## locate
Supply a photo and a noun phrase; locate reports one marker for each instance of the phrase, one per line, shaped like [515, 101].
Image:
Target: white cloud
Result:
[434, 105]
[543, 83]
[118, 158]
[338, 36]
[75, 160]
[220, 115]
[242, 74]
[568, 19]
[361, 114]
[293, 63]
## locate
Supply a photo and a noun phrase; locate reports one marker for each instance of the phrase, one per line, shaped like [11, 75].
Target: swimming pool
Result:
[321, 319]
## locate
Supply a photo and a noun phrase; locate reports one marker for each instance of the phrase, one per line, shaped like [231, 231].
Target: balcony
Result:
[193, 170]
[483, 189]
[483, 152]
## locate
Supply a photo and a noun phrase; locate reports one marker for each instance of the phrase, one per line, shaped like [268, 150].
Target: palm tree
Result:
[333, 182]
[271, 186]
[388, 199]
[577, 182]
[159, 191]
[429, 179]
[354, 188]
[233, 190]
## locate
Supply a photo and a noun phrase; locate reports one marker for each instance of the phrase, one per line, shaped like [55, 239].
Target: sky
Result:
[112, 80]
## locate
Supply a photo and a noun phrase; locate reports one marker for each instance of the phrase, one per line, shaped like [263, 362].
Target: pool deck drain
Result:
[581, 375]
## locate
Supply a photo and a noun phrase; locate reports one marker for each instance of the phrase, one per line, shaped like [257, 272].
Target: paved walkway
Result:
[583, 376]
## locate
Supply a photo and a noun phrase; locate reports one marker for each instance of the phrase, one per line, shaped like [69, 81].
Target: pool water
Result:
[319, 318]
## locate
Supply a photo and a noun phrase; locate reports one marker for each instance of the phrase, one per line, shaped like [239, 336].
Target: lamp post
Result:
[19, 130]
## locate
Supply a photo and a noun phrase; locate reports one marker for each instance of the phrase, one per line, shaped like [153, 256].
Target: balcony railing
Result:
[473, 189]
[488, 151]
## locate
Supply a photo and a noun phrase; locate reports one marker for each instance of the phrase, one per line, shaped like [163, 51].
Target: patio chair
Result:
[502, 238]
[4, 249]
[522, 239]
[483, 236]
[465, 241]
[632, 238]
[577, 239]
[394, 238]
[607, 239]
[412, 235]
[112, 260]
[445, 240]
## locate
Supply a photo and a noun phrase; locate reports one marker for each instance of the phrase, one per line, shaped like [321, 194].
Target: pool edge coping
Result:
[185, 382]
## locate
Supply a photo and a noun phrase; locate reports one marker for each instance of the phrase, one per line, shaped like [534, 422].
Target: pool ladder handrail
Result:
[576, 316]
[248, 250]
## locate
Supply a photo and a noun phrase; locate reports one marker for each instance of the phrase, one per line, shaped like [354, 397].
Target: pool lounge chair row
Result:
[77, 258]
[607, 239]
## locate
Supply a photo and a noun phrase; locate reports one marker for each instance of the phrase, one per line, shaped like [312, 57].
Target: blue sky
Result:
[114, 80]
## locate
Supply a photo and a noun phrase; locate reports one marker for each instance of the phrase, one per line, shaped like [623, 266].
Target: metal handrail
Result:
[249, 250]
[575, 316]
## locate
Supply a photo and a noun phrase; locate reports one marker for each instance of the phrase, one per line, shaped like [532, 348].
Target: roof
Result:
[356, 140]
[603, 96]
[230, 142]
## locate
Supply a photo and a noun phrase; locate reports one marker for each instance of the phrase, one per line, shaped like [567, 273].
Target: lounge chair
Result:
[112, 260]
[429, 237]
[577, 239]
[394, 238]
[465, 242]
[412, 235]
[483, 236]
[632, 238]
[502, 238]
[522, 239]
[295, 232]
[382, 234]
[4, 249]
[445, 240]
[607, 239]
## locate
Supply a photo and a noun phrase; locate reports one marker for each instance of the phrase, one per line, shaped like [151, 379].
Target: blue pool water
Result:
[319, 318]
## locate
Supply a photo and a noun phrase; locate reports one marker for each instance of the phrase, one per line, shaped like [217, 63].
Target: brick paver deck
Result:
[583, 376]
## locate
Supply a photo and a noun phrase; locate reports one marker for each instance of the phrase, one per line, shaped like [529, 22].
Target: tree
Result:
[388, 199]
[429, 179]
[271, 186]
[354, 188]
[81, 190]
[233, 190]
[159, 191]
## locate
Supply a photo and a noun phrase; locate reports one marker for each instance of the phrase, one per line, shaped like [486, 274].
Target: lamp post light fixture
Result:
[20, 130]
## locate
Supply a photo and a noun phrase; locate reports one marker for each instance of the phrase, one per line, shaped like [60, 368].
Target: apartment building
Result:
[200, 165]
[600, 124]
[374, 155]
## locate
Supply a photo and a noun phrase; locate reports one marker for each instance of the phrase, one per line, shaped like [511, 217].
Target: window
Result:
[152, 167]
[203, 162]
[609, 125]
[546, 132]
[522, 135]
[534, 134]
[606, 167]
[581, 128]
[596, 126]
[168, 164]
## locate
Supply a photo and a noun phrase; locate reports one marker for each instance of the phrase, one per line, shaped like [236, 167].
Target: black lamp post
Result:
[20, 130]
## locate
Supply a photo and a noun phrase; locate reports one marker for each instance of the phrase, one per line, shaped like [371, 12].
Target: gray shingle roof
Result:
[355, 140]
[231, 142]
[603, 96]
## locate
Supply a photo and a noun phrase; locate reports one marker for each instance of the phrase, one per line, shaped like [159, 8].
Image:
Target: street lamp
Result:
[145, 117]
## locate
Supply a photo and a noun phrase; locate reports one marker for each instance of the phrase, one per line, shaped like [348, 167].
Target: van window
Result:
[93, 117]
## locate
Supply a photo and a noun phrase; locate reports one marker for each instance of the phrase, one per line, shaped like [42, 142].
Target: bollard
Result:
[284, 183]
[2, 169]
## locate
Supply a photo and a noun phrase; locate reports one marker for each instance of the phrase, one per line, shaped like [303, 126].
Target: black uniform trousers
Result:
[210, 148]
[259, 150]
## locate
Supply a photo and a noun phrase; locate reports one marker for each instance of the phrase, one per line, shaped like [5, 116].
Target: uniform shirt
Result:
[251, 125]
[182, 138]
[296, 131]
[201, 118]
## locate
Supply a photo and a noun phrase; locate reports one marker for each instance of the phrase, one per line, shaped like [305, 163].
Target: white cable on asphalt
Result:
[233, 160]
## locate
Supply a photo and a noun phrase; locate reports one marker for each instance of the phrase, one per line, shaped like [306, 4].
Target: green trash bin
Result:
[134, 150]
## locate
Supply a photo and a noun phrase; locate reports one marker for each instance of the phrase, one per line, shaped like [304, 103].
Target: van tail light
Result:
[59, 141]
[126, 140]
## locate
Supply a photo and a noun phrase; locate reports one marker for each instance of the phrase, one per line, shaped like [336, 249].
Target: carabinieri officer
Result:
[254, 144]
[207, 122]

**Task goal**
Reproduce all of the entries word for word.

**Correct result**
## locate
Supply a photo and a noun phrase; locate reports one marker for each instance of the phrase, one per line, shaped like [515, 101].
Image:
Target: white cloud
Result:
[434, 105]
[543, 83]
[118, 158]
[338, 36]
[75, 160]
[220, 115]
[242, 74]
[568, 19]
[361, 114]
[293, 63]
## locate
Supply a photo and a noun phrase; locate reports one marker for each instance of the phrase, one per line, shaped like [11, 75].
Target: swimming pool
Result:
[321, 319]
## locate
Supply a photo and a noun phrase; locate reports one marker for each instance of the phrase, one per line, shaped like [231, 231].
Target: balcony
Result:
[193, 170]
[483, 189]
[483, 152]
## locate
Supply a photo and a noun phrase; locate reports one marker for each instance of the phrase, one per line, shaped like [268, 150].
Target: palm tree
Result:
[333, 182]
[271, 186]
[388, 199]
[577, 182]
[159, 191]
[429, 179]
[354, 188]
[233, 190]
## locate
Supply a photo and a noun phrase; locate reports one marker for each instance of the phrase, one per line, shaped like [55, 239].
Target: sky
Result:
[112, 80]
## locate
Supply a photo and a noun phrase; locate reports one marker for each instance of the phrase, one per line, shaped like [263, 362].
Target: pool deck drain
Result:
[581, 375]
## locate
Supply a photo and a noun phrase; locate reports one marker for each instance of the phrase, one per line, shaped like [257, 272].
Target: paved walkway
Result:
[583, 376]
## locate
Supply a photo and a noun phrase; locate reports one marker for each instance of the phrase, one per line, shaped like [69, 81].
Target: pool water
Result:
[319, 318]
## locate
Supply a photo and a noun phrase; locate reports one marker for each instance of the phrase, one per line, shaped like [239, 336].
Target: lamp post
Result:
[19, 130]
## locate
Supply a photo and a noun phrase; locate reports one marker for each instance of the phrase, one per line, shaped like [153, 256].
Target: balcony railing
Result:
[473, 189]
[488, 151]
## locate
Supply a photo and a noun phrase; locate reports one marker for each instance of the phrase, one per line, shaped like [163, 51].
Target: patio chair
Result:
[502, 238]
[4, 249]
[522, 239]
[483, 236]
[465, 241]
[632, 238]
[577, 239]
[394, 238]
[607, 239]
[412, 235]
[112, 260]
[445, 240]
## locate
Supply a photo and a noun phrase; locate reports one marker for each instance of the phrase, one per line, shaped like [321, 194].
Target: pool edge coping
Result:
[185, 382]
## locate
Supply a photo and a noun phrase; locate reports one marker for each instance of the phrase, one per line, shaped like [534, 422].
Target: pool ladder handrail
Result:
[576, 316]
[248, 250]
## locate
Supply a photo and a noun phrase; locate reports one marker for each instance of the phrase, one per line, shaped like [354, 397].
Target: pool lounge chair row
Result:
[77, 258]
[607, 239]
## locate
Supply a photo and a noun phrase; locate reports one marker for each instance of the phrase, one per line, shaped like [312, 57].
Target: blue sky
Result:
[114, 80]
## locate
Supply a photo and a noun phrase; locate reports one marker for each instance of the phrase, one per line, shaped like [623, 266].
Target: metal handrail
Result:
[249, 250]
[575, 316]
## locate
Supply a photo and a noun phrase; locate reports one marker for each instance of the phrase, one per line, shaped like [532, 348].
Target: roof
Result:
[356, 140]
[603, 96]
[230, 142]
## locate
Supply a photo and a noun phrase; locate reports one marker for each instance of the phrase, one per line, shaped like [567, 273].
Target: lounge chair
Result:
[112, 260]
[429, 237]
[577, 239]
[394, 238]
[465, 242]
[412, 235]
[483, 236]
[632, 238]
[502, 238]
[522, 239]
[295, 232]
[382, 234]
[4, 249]
[445, 240]
[607, 239]
## locate
Supply a photo and a noun phrase; locate reports one marker for each instance of the phrase, one per line, shaped like [151, 379].
Target: blue pool water
Result:
[319, 318]
## locate
Supply a photo and a noun phrase; locate reports one marker for each instance of the phrase, one per line, shaped like [217, 63].
Target: brick paver deck
Result:
[583, 376]
## locate
Supply a photo and a noun phrase; locate reports one marker for each instance of the phrase, one per line, shaped like [529, 22].
Target: tree
Result:
[388, 199]
[429, 179]
[271, 186]
[354, 188]
[81, 190]
[233, 190]
[159, 191]
## locate
Supply a photo and a noun phrase; locate reports one marker for each instance of the phrase, one per line, shaped like [486, 274].
Target: lamp post light fixture
Result:
[20, 130]
## locate
Supply a photo and a noun phrase; locate reports one marker for each instance of the phrase, one per line, shaped like [60, 368].
Target: apartment building
Result:
[200, 165]
[600, 124]
[374, 155]
## locate
Supply a photo and a noun phrase; locate reports one marker for each instance of the phrase, one per line, shaped like [511, 217].
Target: window
Result:
[152, 167]
[203, 162]
[609, 125]
[546, 132]
[522, 135]
[534, 134]
[606, 167]
[581, 128]
[596, 126]
[168, 164]
## locate
Supply a photo and a noun phrase; locate reports one marker for each instance of the phrase, one per line, shaped like [236, 167].
Target: black lamp post
Result:
[20, 130]
## locate
Supply a photo and a noun phrase; locate reports one marker for each instance of the phrase, one per line, shaped like [371, 12].
Target: gray shingle roof
Result:
[355, 140]
[231, 142]
[603, 96]
## locate
Supply a photo and a noun phrase; locate reports one marker for each instance of the phrase, one per line, shaped like [159, 8].
Image:
Target: street lamp
Result:
[145, 117]
## locate
Supply a photo and a noun phrase; locate reports one marker for each instance of the phrase, one per line, shaped like [348, 167].
Target: van window
Result:
[93, 117]
## locate
Supply a photo and a noun phrase; locate reports one marker for each instance of the phrase, one per line, shaped like [42, 142].
Target: bollard
Result:
[284, 183]
[2, 169]
## locate
Supply a photo and a noun phrase; locate reports one marker for each instance of the phrase, one per line, shaped like [303, 126].
Target: black uniform trousers
Result:
[210, 148]
[259, 150]
## locate
Supply a photo and a noun phrase; locate reports one marker for each instance of the phrase, one per line, shaped like [5, 116].
Target: uniform shirt
Result:
[251, 125]
[182, 138]
[296, 131]
[201, 118]
## locate
Supply a photo and a noun phrase; locate reports one marker for each instance of the phrase, one per line, shaped like [305, 163].
Target: white cable on asphalt
Result:
[233, 160]
## locate
Supply a photo and a noun phrase; locate reports one marker for each instance of the phrase, one per line, shaped like [306, 4].
Target: green trash bin
Result:
[134, 150]
## locate
Supply a photo and a noun phrase; locate reports one marker for each instance of the phrase, one per line, shaped like [304, 103].
Target: van tail light
Result:
[59, 141]
[126, 140]
## locate
Supply a photo and a noun phrase; locate reports one marker for each instance of the phrase, one per line, shaped like [336, 249].
Target: carabinieri officer
Result:
[254, 144]
[207, 122]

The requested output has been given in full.